Task to carry out: Output each entry verbatim and exclude every picture from it.

Object point labels:
++++++++++

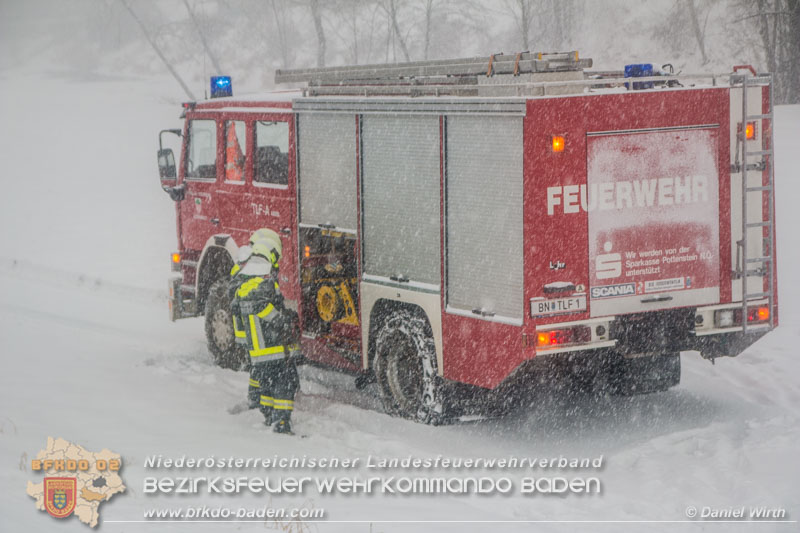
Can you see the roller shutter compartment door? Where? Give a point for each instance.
(401, 179)
(327, 170)
(484, 216)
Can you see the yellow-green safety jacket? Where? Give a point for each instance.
(269, 326)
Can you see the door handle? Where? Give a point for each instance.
(662, 298)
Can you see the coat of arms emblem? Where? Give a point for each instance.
(59, 495)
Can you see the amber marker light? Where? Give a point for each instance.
(750, 131)
(543, 339)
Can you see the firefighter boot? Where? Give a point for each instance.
(267, 410)
(283, 426)
(253, 394)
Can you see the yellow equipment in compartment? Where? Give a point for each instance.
(335, 303)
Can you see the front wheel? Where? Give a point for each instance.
(219, 328)
(405, 368)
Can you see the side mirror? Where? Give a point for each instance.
(176, 193)
(166, 164)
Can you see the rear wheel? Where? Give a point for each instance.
(219, 328)
(646, 374)
(405, 368)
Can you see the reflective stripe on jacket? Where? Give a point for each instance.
(266, 321)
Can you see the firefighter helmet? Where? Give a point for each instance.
(244, 254)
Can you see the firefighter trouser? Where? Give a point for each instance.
(254, 388)
(278, 382)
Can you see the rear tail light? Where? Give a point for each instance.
(750, 130)
(563, 337)
(757, 314)
(176, 262)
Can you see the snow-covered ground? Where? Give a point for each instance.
(88, 354)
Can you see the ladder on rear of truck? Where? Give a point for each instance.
(764, 168)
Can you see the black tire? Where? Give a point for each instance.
(644, 375)
(219, 328)
(405, 368)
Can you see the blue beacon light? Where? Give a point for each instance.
(221, 86)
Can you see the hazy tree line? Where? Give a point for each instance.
(245, 37)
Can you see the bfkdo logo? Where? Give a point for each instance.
(60, 494)
(76, 481)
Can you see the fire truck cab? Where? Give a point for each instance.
(447, 223)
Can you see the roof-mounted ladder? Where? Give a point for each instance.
(449, 76)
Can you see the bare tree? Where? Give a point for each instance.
(279, 9)
(699, 33)
(356, 23)
(316, 14)
(200, 32)
(158, 52)
(522, 13)
(391, 7)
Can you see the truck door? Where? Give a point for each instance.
(653, 204)
(401, 200)
(328, 222)
(273, 203)
(198, 210)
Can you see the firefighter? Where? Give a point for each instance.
(270, 330)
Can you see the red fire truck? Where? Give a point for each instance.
(446, 224)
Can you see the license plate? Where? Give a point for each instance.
(557, 306)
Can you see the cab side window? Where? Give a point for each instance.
(272, 153)
(201, 162)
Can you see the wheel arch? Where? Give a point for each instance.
(377, 304)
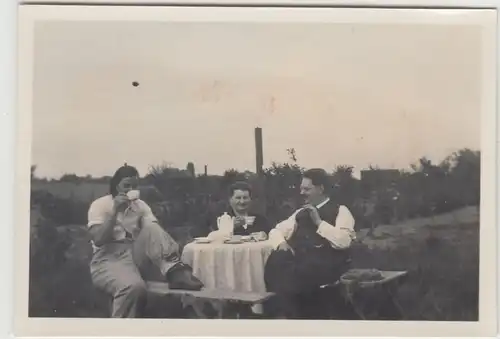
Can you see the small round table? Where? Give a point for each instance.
(237, 267)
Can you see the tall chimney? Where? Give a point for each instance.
(259, 153)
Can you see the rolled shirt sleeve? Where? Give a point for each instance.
(342, 233)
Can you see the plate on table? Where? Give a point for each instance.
(246, 238)
(202, 240)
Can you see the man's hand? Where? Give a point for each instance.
(285, 247)
(313, 212)
(120, 202)
(239, 221)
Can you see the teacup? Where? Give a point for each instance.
(249, 220)
(133, 195)
(259, 236)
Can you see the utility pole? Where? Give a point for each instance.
(259, 153)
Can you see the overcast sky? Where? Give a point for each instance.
(338, 94)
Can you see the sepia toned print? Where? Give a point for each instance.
(257, 170)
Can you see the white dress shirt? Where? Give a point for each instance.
(339, 235)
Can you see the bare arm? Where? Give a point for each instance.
(103, 233)
(102, 221)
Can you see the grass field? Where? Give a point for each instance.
(441, 253)
(84, 192)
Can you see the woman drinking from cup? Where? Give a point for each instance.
(130, 246)
(245, 222)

++++++++++

Solution to this exercise:
Can you see the roller shutter compartment door? Where? Give a point for each instance.
(401, 179)
(327, 170)
(484, 216)
Can you see the yellow-green safety jacket? Where? Give a point for each instance.
(269, 326)
Can you see the door handle? Where? Give a point for each instance.
(662, 298)
Can you see the coat of arms emblem? Where? Give a point for each instance.
(59, 495)
Can you see the amber marker light? Where? Give a point for each instance.
(750, 131)
(543, 339)
Can you see the firefighter boot? Where? Give a point for each instance.
(267, 410)
(283, 426)
(253, 394)
Can you see the yellow equipment in compartment? Where? Give a point for each instance.
(335, 303)
Can you see the front wheel? Where? Give a point for each instance.
(219, 328)
(405, 368)
Can you see the side mirror? Where? Give a point for each instance.
(176, 193)
(166, 164)
Can you see the rear wheel? Where? Give a point for each instance.
(219, 328)
(646, 374)
(405, 368)
Can you see the reflective stripe on jacket? Where? Give a point for each instance.
(266, 321)
Can you see the firefighter helmet? Where? Give a point for each instance.
(244, 254)
Can you see the firefighter trouser? Where? Give a point for each instance.
(254, 388)
(278, 382)
Can you see the rear tail light? Where? Give a point for each instance.
(750, 130)
(563, 337)
(757, 314)
(176, 262)
Can you see the snow-covered ground? Where? Give a point for each instance.
(88, 354)
Can you see the ladder on rear of truck? Where? Give a point for each instance.
(764, 168)
Can you see the black tire? Where? Give a point for each instance.
(644, 375)
(219, 328)
(405, 368)
Can you see the blue beacon light? Where? Give a point for each instance.
(221, 86)
Can you see the hazy tree line? Where? Give a point for each instance.
(245, 37)
Can you see the bfkdo logo? Where? Give a point for each instance.
(60, 494)
(76, 481)
Can you see the fire truck cab? Where? Give a point for each instance.
(447, 223)
Can you see the roof-mounted ladder? Where? Give a point for each instance.
(449, 76)
Can you see the bare tree? Where? Give a point for each instance.
(279, 9)
(699, 33)
(356, 23)
(316, 14)
(200, 32)
(158, 52)
(522, 13)
(391, 7)
Can you see the truck door? Where? Give a point for each instance.
(653, 204)
(401, 200)
(328, 222)
(273, 203)
(198, 210)
Can you see the firefighter? Where? Give a point for each instance.
(270, 330)
Can you see the red fire truck? Where? Give a point for each instance.
(446, 224)
Can you see the license plate? Where? Give a point for each instance.
(557, 306)
Can you see the cab side window? Where? Give a point for each instance.
(272, 153)
(201, 162)
Can you see the wheel arch? Where? Give a point for each instance.
(377, 304)
Can you see the small round table? Where? Give a point for each instance.
(237, 267)
Can you see the tall chimney? Where? Give a point for each instance.
(259, 153)
Can you see the rolled shirt sleeve? Where? Give a point for each instance.
(342, 233)
Can you see the plate on table? Where? Give a point for each instance.
(246, 238)
(202, 240)
Can you see the man's hand? Where? Give a point for each instance.
(285, 247)
(313, 212)
(120, 202)
(239, 221)
Can you see the teacup? Where? Give a point for each instance.
(249, 220)
(133, 195)
(259, 236)
Can you see the utility pole? Where? Give a point for each instance.
(259, 153)
Can you see the overcast sky? Where? Give a point for each instance.
(338, 94)
Can you see the sepia toned print? Where? Give a point for each instance.
(257, 170)
Can you see the white dress shirt? Where? Give a point for each instance.
(339, 235)
Can you see the bare arm? Where? Give a point for each instance.
(103, 233)
(102, 221)
Can you see the grass field? Where? Give a point for each instance.
(441, 253)
(84, 192)
Can you see the woman drinking from cup? Where? Give a point for each instance.
(130, 246)
(245, 222)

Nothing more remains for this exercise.